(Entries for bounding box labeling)
--------------------

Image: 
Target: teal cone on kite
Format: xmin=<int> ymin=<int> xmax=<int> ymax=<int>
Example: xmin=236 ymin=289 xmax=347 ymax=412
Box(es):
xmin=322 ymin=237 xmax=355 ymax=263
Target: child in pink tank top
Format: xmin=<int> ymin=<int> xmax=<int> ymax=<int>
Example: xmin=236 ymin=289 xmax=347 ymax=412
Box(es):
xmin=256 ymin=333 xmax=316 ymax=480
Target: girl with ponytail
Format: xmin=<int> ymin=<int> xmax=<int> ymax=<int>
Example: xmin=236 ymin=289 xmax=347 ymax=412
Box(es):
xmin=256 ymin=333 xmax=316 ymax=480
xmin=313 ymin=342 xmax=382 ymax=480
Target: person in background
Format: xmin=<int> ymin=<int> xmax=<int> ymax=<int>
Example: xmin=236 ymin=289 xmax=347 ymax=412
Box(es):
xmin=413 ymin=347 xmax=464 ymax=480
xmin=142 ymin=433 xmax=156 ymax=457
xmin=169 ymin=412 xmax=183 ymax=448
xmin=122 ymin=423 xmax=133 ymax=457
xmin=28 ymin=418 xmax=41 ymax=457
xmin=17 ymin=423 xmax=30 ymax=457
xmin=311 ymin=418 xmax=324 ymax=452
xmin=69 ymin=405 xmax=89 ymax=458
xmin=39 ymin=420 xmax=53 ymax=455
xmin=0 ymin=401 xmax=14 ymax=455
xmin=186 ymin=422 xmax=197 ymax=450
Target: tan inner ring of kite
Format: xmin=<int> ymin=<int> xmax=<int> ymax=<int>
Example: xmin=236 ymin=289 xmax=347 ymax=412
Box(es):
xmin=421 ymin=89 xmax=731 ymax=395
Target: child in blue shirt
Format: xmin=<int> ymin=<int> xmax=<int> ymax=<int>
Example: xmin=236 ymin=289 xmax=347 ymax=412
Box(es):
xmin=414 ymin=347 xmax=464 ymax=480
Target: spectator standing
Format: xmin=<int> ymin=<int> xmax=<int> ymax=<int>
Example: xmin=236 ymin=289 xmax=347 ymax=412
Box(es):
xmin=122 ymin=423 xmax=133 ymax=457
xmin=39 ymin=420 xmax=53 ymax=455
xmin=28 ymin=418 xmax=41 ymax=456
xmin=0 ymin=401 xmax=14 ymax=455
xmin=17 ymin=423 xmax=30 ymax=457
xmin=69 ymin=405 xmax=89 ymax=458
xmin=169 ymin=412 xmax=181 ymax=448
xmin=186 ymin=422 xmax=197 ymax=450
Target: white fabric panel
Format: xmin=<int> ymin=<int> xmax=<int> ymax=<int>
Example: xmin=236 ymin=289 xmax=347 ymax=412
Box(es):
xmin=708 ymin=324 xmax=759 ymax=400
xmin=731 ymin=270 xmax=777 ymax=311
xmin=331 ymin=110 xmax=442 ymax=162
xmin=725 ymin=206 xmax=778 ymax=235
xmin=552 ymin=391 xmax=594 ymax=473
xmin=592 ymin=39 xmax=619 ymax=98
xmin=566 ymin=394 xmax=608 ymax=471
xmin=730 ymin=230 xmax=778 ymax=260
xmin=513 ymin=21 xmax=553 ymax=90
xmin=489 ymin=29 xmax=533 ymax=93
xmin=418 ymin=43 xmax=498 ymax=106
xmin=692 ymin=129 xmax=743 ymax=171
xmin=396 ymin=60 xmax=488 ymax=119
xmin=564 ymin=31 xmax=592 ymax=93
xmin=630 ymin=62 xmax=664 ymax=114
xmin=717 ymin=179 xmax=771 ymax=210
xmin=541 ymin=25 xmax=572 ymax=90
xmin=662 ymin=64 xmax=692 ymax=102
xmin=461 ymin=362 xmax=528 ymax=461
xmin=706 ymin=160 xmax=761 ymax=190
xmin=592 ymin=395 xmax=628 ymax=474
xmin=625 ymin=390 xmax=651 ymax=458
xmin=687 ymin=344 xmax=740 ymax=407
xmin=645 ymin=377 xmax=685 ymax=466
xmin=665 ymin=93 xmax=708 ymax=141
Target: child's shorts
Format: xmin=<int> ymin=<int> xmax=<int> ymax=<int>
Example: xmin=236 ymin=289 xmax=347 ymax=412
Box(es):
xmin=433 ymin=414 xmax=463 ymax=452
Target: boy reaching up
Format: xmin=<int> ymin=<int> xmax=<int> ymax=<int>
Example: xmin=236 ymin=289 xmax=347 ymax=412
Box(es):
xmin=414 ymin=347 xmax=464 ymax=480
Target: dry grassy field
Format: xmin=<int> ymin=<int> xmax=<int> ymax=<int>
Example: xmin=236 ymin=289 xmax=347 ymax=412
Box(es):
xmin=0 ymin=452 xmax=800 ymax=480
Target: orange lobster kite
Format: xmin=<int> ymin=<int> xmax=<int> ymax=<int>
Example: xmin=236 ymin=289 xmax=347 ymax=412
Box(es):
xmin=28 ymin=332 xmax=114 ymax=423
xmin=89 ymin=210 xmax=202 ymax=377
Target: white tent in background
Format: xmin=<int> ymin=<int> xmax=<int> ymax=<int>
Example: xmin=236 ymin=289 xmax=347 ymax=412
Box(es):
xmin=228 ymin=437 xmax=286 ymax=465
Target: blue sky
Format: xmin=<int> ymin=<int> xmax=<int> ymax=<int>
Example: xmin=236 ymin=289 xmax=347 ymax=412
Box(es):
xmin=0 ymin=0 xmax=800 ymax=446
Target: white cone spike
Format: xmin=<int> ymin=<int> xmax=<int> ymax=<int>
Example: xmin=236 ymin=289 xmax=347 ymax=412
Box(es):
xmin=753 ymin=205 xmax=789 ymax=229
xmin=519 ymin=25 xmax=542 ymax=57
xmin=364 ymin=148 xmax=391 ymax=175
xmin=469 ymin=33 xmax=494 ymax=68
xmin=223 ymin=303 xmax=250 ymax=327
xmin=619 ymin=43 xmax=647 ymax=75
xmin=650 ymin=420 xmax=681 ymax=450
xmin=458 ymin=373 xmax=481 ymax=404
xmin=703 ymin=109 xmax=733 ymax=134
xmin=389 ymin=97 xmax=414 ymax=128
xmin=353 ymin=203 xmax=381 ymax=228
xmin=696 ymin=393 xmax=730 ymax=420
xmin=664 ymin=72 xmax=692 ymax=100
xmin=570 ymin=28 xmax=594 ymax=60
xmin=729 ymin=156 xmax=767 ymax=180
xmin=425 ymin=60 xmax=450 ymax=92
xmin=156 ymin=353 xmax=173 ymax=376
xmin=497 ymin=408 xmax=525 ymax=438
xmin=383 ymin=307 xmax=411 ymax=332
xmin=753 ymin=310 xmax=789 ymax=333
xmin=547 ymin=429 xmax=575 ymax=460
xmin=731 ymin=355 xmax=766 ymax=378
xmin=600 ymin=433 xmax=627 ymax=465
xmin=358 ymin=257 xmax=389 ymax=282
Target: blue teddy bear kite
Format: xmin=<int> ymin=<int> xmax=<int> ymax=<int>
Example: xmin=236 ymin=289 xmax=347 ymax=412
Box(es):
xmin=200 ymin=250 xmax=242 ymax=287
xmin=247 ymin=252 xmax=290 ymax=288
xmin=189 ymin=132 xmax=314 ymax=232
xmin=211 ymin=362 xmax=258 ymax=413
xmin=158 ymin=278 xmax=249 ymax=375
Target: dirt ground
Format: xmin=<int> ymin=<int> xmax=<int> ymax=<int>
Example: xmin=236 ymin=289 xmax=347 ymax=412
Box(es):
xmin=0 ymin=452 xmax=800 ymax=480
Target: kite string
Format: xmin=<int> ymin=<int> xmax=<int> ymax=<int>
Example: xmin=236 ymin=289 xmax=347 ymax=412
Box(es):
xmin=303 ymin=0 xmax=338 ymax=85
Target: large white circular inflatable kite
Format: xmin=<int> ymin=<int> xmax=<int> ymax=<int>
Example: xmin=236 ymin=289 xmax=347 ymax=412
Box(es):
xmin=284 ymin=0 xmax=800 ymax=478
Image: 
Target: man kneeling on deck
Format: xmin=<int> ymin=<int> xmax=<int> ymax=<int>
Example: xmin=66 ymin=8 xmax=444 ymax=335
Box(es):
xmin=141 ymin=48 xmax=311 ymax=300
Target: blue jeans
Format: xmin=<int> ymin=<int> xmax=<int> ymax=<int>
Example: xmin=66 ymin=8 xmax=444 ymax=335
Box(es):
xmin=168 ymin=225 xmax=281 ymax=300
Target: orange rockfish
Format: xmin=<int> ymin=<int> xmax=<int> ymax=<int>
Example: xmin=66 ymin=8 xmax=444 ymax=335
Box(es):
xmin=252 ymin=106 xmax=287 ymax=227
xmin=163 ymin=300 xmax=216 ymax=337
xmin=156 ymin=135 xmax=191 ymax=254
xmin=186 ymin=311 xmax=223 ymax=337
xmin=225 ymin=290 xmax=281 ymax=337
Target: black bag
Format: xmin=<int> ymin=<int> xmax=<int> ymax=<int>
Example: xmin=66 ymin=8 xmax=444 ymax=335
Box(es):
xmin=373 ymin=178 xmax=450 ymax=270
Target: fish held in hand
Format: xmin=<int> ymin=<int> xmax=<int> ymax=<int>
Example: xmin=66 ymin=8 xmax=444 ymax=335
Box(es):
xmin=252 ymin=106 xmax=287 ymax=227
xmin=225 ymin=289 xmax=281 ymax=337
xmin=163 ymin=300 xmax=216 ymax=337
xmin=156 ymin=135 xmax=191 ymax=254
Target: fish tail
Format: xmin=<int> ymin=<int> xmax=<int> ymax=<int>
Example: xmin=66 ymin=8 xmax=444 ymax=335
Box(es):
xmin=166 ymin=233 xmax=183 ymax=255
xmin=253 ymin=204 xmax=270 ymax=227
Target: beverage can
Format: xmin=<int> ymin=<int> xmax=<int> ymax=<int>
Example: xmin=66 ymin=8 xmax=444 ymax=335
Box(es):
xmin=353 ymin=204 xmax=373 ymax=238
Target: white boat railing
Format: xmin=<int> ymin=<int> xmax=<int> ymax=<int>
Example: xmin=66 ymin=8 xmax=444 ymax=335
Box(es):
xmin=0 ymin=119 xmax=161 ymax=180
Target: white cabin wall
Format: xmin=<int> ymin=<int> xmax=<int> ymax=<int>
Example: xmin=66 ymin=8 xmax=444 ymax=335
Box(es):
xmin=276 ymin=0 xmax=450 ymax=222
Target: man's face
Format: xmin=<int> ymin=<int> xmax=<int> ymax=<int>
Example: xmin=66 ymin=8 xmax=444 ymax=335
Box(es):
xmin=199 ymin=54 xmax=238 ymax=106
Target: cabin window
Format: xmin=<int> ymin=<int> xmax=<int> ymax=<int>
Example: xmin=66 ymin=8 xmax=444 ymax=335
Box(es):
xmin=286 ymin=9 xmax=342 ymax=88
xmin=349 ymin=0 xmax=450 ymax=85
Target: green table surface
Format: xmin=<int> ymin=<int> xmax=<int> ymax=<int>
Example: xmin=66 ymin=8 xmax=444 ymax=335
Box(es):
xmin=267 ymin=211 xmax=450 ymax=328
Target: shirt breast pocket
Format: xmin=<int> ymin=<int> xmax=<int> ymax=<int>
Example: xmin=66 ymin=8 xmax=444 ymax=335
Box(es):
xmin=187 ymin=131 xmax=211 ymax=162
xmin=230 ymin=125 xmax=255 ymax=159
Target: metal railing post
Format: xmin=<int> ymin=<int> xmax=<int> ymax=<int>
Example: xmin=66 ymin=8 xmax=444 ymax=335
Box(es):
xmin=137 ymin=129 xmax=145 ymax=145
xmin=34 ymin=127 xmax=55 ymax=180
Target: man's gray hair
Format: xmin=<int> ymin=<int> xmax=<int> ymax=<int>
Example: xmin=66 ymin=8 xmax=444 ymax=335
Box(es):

--------------------

• **WHAT THE EXERCISE ASKS**: Reproduce the material above word for word, from the line with "Target: blue jeans" up to and including the line with "xmin=349 ymin=0 xmax=450 ymax=85".

• **SOLUTION TO THE PROBLEM**:
Target: blue jeans
Format: xmin=<int> ymin=<int> xmax=<int> ymax=<int>
Example: xmin=66 ymin=8 xmax=444 ymax=335
Box(es):
xmin=168 ymin=225 xmax=281 ymax=300
Target: orange rockfish
Format: xmin=<int> ymin=<int> xmax=<int> ymax=<int>
Example: xmin=66 ymin=8 xmax=444 ymax=335
Box(es):
xmin=252 ymin=106 xmax=287 ymax=227
xmin=163 ymin=300 xmax=216 ymax=337
xmin=156 ymin=135 xmax=191 ymax=254
xmin=186 ymin=311 xmax=223 ymax=337
xmin=225 ymin=290 xmax=281 ymax=337
Target: black bag
Format: xmin=<int> ymin=<int> xmax=<int> ymax=<int>
Example: xmin=66 ymin=8 xmax=444 ymax=335
Box(es):
xmin=373 ymin=178 xmax=450 ymax=270
Target: fish held in hand
Format: xmin=<int> ymin=<int> xmax=<int> ymax=<int>
Example: xmin=66 ymin=8 xmax=444 ymax=335
Box(es):
xmin=252 ymin=106 xmax=287 ymax=227
xmin=225 ymin=289 xmax=281 ymax=337
xmin=163 ymin=300 xmax=216 ymax=337
xmin=156 ymin=135 xmax=191 ymax=254
Target: fish tail
Format: xmin=<int> ymin=<int> xmax=<int> ymax=<int>
Example: xmin=66 ymin=8 xmax=444 ymax=335
Box(es):
xmin=166 ymin=233 xmax=183 ymax=255
xmin=253 ymin=204 xmax=270 ymax=227
Target: beverage can
Format: xmin=<int> ymin=<int> xmax=<int> ymax=<int>
Example: xmin=66 ymin=8 xmax=444 ymax=335
Box(es):
xmin=353 ymin=204 xmax=373 ymax=238
Target: white boat railing
Format: xmin=<int> ymin=<int> xmax=<int> ymax=<int>
Example: xmin=66 ymin=8 xmax=444 ymax=335
Box(es):
xmin=0 ymin=119 xmax=161 ymax=180
Target: white cabin wall
Format: xmin=<int> ymin=<int> xmax=<int> ymax=<int>
Example: xmin=66 ymin=8 xmax=444 ymax=335
Box(es):
xmin=276 ymin=0 xmax=450 ymax=222
Target: man's face
Format: xmin=<int> ymin=<int> xmax=<int> ymax=<int>
Example: xmin=66 ymin=8 xmax=444 ymax=335
Box(es):
xmin=199 ymin=54 xmax=238 ymax=106
Target: cabin window
Format: xmin=<int> ymin=<int> xmax=<int> ymax=<int>
Example: xmin=66 ymin=8 xmax=444 ymax=335
Box(es):
xmin=286 ymin=9 xmax=342 ymax=88
xmin=349 ymin=0 xmax=450 ymax=85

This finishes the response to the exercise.